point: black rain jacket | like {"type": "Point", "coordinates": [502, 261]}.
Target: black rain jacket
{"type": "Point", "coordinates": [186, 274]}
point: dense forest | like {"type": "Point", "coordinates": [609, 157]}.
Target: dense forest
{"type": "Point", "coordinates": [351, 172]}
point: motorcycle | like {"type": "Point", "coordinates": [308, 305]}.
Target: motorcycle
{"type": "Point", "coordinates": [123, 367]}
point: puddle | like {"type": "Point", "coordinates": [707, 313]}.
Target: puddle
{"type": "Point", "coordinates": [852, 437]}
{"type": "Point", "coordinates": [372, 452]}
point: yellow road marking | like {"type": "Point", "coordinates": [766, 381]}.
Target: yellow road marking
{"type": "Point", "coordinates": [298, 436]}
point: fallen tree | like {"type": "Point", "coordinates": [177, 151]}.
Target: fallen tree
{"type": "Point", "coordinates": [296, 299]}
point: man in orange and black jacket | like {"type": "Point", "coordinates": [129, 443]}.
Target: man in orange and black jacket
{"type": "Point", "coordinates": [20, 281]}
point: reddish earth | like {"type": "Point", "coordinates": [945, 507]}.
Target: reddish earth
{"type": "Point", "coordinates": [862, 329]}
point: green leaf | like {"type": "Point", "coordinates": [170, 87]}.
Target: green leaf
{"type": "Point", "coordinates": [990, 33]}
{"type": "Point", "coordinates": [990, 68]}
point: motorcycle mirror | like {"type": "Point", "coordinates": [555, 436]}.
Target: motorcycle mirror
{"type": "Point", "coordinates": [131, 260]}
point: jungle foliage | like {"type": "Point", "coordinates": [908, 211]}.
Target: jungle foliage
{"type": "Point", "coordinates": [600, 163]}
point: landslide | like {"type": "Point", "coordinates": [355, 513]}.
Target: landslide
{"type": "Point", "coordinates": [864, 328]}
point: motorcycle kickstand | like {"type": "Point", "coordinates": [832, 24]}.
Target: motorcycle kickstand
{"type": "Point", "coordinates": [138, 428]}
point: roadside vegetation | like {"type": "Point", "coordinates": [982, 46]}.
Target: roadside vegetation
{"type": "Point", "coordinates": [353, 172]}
•••••
About this task: Write down exactly the line that contains "Target: jungle foliage" along with all later lines of the material, ending at its final line.

Solution for this exercise:
Target: jungle foliage
{"type": "Point", "coordinates": [600, 163]}
point: landslide | like {"type": "Point", "coordinates": [355, 513]}.
Target: landslide
{"type": "Point", "coordinates": [864, 328]}
point: motorcycle kickstand | like {"type": "Point", "coordinates": [832, 24]}.
Target: motorcycle kickstand
{"type": "Point", "coordinates": [138, 428]}
point: roadside vegetation | like {"type": "Point", "coordinates": [982, 46]}.
Target: roadside vegetation
{"type": "Point", "coordinates": [353, 172]}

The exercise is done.